• **Text block**:
- Opening Delimiter -
Marci apparently had lived with Nance for several months and was using the name "Robin" before he shot her three times in the head and buried her in the woods near the Middleton Dam. A hiker found her body Dec. 24, 1984, 10 months after she left her mother's house in Vancouver and seven months after she was reported missing.

Bachmann said that three-month gap says a lot about the life she fled.

Search begins

In 1992, Bachmann was living in Portland and making good money. He hired a private investigator who found little but suggested that Marci might be working as a prostitute. Bachmann did not believe that.

Still, he played a hunch and called the King County Sheriff's Office in Seattle, which was investigating a serial killer who targeted mostly prostitutes and dumped their bodies near the Green River.

The Green River Task Force eventually identified 49 victims. But in 1992, none matched Marci's age and body type. Bachmann's inquiry went into a bulging file drawer, said Tom Jensen, a retired King County sheriff's detective who returned to the task force in 2001 when police arrested Gary Leon Ridgway and accused him of the Green River killings.

Now a Web site developer with his own business, Bachmann said he spent most of his nights looking for Marci. He called police agencies, read news clippings and researched case files of unidentified dead women throughout the country. He estimated he had looked into more than 12,000 "Jane Doe" cases over the past 12 years.

About 11/2 years ago, Bachmann discovered the Doe Network, which helps law enforcement agencies solve cold cases. Their Web site -- www.doenetwork.org-- publicizes unsolved cases and includes a database of missing people and unidentified bodies.

He scoured photos on the Internet and, sometime last year, saw a picture of a girl who he thought could be his sister. Most of his family's photos had been destroyed in a fire, so comparing the database photo to a family photo was difficult. Bachmann showed the database to his stepmother, but she didn't think the picture was of Marci.

"I just kind of put it on the shelf," Bachmann said. "I knew it was her, and I didn't want it to be her. There was always that hope that she would walk in the door one day with my nieces and nephews."

Case solved

In a way, Marci Bachmann helped solve her own mystery. Although she was unidentified, her bones were put to work.

Missoula detectives sent her skeleton to the Smithsonian Institution, where experts studied it to do a makeup of her body type, age, dental chart and other physical characteristics that could help identify her, said Missoula County sheriff's Capt. Greg Hintz. In 2004, the detectives shipped a femur to the University of North Texas, where her DNA was extracted and put into a national database.

Meanwhile in Seattle, as part of his 2003 plea deal, Ridgway directed investigators to another body. In an attempt to identify the woman, detectives began looking at missing-person reports they previously ruled out. Last year, they revisited Derek Bachmann's inquiry and found that Marci fit the age profile.
- Closing Delimiter -
• **Exercises to complete**:
1. According to the article on the search for Marci Bachmann, why was it hard for Bachmann to compare the database photo with a family photo?
2. In the article on the search for Marci Bachmann, on what date did a hiker find her body?

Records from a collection
- Opening Delimiter -
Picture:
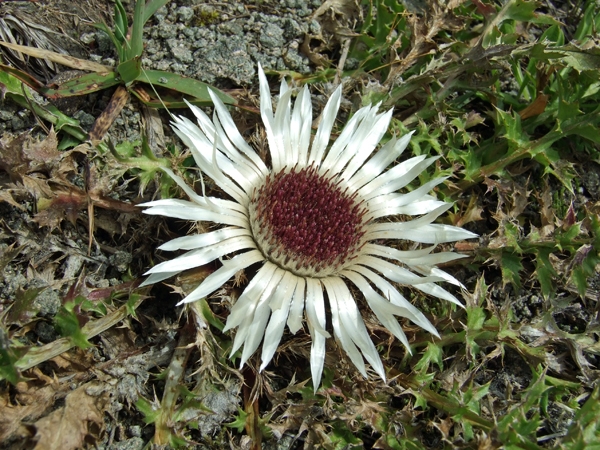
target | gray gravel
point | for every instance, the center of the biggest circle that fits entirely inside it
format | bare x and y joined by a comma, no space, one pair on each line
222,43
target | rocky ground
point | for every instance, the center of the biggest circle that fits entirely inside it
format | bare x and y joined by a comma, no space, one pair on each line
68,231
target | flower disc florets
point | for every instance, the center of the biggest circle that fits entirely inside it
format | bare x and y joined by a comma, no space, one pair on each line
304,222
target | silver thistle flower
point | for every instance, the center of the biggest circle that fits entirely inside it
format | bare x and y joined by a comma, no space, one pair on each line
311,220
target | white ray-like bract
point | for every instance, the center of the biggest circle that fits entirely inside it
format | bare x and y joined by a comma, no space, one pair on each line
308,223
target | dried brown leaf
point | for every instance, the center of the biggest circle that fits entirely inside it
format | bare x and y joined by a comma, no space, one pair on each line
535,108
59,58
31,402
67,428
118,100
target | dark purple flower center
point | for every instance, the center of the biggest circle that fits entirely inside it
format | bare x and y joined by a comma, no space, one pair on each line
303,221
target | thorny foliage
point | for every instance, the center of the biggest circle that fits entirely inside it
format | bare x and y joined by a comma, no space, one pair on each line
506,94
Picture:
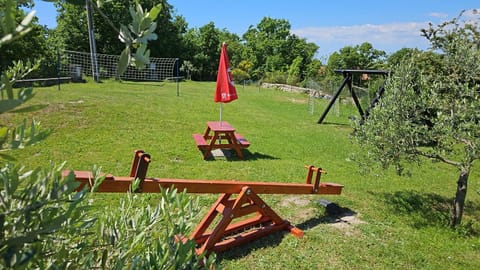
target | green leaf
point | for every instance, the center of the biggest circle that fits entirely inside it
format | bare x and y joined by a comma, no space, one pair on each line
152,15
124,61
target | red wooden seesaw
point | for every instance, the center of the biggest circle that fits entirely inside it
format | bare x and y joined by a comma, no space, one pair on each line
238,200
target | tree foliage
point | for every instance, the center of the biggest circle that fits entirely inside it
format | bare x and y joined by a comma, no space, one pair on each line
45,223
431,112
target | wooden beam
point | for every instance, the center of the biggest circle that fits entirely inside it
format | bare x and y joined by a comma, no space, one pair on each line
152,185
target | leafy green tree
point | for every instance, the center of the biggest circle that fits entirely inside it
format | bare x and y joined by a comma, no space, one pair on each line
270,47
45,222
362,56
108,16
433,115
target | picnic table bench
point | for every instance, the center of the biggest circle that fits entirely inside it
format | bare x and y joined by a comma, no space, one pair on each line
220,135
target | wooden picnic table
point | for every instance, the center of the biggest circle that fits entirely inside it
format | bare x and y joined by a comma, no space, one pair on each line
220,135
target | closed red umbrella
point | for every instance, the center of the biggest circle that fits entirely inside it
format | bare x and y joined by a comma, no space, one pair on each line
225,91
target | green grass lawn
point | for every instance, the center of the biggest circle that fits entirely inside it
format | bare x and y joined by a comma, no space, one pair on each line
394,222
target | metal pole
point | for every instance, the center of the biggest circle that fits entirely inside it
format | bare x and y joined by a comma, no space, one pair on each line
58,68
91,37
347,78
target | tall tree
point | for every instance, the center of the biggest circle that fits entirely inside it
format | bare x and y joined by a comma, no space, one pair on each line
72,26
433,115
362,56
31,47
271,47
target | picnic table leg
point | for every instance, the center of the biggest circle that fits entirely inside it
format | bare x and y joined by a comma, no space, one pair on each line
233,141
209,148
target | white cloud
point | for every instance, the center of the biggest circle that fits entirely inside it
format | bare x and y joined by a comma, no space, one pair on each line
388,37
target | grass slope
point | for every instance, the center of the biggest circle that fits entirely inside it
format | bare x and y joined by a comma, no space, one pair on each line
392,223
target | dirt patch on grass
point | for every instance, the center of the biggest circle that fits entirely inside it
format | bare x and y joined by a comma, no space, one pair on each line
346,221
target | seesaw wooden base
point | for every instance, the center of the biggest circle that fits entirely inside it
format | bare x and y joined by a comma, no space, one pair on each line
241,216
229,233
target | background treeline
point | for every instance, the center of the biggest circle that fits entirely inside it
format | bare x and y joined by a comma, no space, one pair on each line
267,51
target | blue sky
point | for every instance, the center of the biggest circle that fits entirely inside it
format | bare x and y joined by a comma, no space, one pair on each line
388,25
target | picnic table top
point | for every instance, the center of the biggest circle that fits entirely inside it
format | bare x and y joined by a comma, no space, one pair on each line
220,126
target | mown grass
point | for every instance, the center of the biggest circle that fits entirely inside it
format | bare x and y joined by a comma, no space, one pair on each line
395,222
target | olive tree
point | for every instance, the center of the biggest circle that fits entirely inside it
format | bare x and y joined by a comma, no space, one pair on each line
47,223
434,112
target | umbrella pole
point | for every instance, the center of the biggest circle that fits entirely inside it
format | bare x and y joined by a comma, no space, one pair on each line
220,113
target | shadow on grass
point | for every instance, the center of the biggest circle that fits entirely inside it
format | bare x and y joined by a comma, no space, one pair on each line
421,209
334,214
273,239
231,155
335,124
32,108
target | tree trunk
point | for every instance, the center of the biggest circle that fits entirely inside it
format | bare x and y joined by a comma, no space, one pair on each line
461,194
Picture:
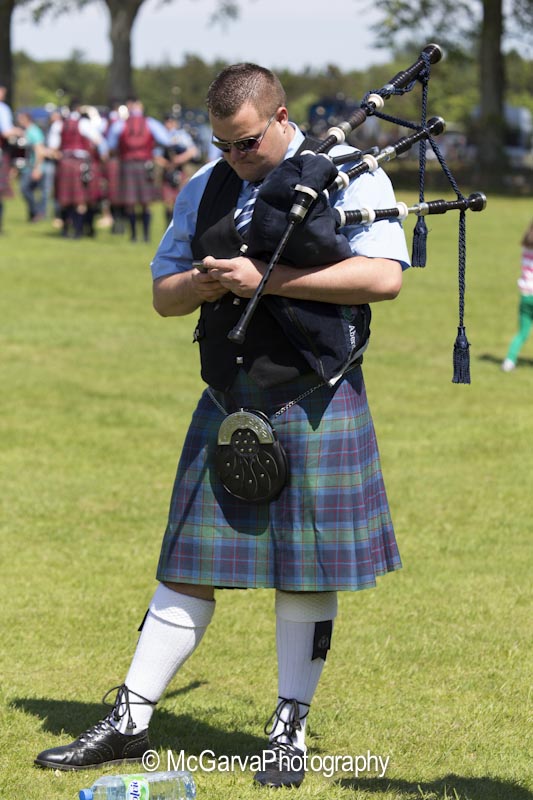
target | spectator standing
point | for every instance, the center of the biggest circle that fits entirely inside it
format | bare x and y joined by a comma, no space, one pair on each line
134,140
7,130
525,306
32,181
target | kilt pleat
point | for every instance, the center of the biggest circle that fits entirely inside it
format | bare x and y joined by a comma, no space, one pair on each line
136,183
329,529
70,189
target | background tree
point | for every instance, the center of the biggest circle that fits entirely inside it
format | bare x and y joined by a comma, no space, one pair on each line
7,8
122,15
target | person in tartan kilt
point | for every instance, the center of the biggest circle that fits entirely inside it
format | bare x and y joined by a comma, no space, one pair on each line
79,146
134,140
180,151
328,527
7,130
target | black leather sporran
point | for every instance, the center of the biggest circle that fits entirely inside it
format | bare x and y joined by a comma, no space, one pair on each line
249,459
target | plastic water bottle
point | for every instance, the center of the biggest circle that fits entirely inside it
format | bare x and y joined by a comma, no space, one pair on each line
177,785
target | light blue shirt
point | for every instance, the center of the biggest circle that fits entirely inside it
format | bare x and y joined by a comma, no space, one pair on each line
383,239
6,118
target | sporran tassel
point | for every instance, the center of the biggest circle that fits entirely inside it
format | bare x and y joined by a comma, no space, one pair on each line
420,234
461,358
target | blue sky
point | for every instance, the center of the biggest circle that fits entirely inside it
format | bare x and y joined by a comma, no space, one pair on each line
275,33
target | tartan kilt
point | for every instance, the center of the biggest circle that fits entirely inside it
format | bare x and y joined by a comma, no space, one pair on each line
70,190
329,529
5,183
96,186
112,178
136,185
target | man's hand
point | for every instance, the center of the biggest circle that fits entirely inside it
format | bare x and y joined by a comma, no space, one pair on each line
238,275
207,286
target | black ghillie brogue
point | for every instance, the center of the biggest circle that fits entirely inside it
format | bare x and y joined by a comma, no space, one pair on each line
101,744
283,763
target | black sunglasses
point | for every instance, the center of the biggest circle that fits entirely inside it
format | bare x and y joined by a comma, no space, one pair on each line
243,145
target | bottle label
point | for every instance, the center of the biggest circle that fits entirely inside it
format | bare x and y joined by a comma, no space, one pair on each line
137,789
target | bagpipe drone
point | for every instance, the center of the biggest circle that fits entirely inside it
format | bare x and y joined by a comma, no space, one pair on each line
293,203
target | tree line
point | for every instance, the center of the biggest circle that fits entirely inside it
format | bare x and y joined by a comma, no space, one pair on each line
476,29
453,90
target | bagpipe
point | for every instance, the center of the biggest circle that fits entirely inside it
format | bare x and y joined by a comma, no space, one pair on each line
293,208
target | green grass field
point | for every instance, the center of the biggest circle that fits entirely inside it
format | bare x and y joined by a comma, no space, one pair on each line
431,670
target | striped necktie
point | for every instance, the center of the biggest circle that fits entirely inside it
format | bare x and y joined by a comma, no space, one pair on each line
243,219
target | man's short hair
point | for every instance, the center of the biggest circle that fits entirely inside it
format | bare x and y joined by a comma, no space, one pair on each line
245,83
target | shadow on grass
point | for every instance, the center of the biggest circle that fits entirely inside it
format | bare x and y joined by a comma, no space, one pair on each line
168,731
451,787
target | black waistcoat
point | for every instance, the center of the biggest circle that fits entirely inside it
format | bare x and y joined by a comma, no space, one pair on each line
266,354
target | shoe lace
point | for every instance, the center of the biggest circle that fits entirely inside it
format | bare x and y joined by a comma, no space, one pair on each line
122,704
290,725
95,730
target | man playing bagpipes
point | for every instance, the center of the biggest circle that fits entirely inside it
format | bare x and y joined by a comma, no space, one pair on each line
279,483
- Closing Delimiter -
- Opening Delimiter -
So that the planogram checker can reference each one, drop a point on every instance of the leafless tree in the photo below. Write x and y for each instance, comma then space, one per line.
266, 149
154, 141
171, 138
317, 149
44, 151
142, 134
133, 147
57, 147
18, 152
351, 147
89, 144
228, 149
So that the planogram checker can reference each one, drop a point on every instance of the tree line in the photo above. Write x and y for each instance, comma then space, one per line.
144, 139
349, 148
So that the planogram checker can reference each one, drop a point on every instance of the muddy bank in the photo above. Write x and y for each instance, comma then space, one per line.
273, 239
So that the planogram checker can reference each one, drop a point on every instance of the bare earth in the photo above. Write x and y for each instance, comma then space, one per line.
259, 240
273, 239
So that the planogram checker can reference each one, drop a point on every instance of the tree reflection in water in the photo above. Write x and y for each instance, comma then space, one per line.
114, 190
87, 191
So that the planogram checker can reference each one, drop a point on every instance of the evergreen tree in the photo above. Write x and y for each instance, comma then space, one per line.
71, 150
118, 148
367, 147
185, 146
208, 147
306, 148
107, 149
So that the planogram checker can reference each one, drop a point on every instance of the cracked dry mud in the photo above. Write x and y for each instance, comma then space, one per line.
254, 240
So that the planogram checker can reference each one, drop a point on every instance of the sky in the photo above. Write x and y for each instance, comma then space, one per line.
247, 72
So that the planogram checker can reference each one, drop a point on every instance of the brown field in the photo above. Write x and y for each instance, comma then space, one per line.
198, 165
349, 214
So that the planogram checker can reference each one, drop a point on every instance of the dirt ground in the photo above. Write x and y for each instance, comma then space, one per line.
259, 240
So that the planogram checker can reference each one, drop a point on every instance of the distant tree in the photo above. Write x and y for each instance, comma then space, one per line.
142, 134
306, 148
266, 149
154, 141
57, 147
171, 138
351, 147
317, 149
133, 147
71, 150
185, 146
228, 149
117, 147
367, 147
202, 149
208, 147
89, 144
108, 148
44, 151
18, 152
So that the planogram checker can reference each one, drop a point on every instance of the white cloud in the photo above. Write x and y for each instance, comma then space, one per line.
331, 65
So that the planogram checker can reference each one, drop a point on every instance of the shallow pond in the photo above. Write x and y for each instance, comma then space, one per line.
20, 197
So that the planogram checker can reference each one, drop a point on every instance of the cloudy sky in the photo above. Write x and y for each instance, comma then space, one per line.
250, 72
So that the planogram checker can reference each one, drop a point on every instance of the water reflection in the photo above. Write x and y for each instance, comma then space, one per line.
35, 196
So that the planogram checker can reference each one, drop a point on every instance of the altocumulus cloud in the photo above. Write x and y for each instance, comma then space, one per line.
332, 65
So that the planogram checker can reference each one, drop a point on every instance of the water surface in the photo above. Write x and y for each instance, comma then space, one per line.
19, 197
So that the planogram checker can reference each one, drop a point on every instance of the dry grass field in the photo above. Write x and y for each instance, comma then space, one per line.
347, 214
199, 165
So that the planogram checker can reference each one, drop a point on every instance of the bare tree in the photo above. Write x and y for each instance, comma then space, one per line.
- Closing Delimiter -
• **Results**:
1. Most of his family's photos had been destroyed in a fire, so he had little to compare the database picture against.

2. Dec. 24, 1984.